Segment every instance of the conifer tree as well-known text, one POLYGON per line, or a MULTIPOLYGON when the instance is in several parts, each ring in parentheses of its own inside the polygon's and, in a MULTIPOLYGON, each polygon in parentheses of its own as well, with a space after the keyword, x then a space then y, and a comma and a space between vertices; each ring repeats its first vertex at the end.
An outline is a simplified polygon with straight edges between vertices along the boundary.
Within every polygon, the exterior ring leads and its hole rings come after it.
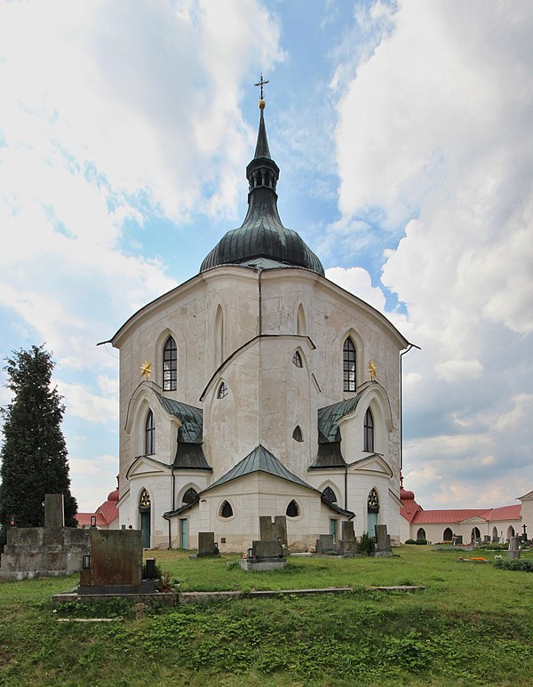
POLYGON ((5 408, 0 467, 0 523, 12 514, 18 527, 42 527, 44 494, 62 493, 65 524, 76 527, 76 499, 70 493, 67 445, 61 430, 65 406, 52 387, 54 363, 44 347, 13 351, 5 359, 6 387, 13 398, 5 408))

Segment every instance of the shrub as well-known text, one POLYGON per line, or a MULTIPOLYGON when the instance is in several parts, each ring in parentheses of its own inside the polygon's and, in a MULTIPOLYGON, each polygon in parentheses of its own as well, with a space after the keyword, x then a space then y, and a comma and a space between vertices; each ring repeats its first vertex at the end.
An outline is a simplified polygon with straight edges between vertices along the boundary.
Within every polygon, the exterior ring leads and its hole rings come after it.
POLYGON ((494 562, 494 567, 498 570, 521 571, 521 572, 533 572, 533 561, 521 560, 520 558, 500 558, 494 562))

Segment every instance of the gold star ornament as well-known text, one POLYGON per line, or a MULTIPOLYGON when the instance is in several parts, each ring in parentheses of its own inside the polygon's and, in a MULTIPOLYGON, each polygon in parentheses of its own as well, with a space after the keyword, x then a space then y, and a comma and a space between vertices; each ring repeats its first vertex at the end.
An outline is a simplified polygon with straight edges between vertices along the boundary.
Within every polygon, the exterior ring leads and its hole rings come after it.
POLYGON ((152 375, 152 363, 149 363, 147 360, 145 360, 145 362, 140 366, 140 376, 143 378, 143 379, 149 379, 152 375))
POLYGON ((370 360, 369 363, 369 372, 370 373, 370 379, 372 381, 376 381, 376 375, 378 374, 378 368, 376 367, 376 363, 373 360, 370 360))

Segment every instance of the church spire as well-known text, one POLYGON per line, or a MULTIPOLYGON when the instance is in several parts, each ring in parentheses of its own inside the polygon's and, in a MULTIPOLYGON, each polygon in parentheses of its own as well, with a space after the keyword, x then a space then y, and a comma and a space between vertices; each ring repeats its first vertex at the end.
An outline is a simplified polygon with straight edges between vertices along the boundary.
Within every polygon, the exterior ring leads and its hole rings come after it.
POLYGON ((265 126, 263 86, 259 100, 259 129, 253 159, 246 167, 248 212, 242 226, 228 231, 205 257, 200 272, 220 265, 237 264, 251 268, 300 267, 324 276, 324 268, 301 236, 283 227, 277 209, 280 168, 270 156, 265 126))

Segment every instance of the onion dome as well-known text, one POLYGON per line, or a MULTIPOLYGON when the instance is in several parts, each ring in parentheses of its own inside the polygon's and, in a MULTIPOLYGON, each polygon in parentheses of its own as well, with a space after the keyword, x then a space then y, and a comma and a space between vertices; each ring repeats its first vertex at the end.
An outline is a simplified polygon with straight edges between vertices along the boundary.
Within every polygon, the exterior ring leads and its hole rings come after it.
POLYGON ((293 229, 283 227, 275 192, 280 169, 270 156, 265 126, 265 100, 259 100, 259 130, 253 160, 246 167, 248 212, 243 225, 225 234, 207 255, 200 272, 220 265, 272 269, 299 267, 324 276, 317 256, 293 229))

· · · · ·

Please change "shrub" to "bush" in the listing, starting at the line that contains "Segment every instance of the shrub" and ending at the line that contains "POLYGON ((494 562, 494", with everything else left as it is. Return only those lines.

Segment every instance of the bush as well-known text, one POLYGON per line, or a MULTIPOLYGON when the instance is in several parts, each ring in parentheses of its own inside the polygon's and, in a MULTIPOLYGON, each polygon in parentheses of its own as well, with a space after the keyword, x then a space then y, and a comma and a space between vertices; each ring repeats its first vertex at the end.
An outline is a simplified polygon with straight edges between vertices along the boundary.
Within every polygon, the exterior ring leads and its hole rings come after it.
POLYGON ((494 562, 494 567, 498 570, 521 571, 521 572, 533 572, 533 561, 521 560, 520 558, 500 558, 494 562))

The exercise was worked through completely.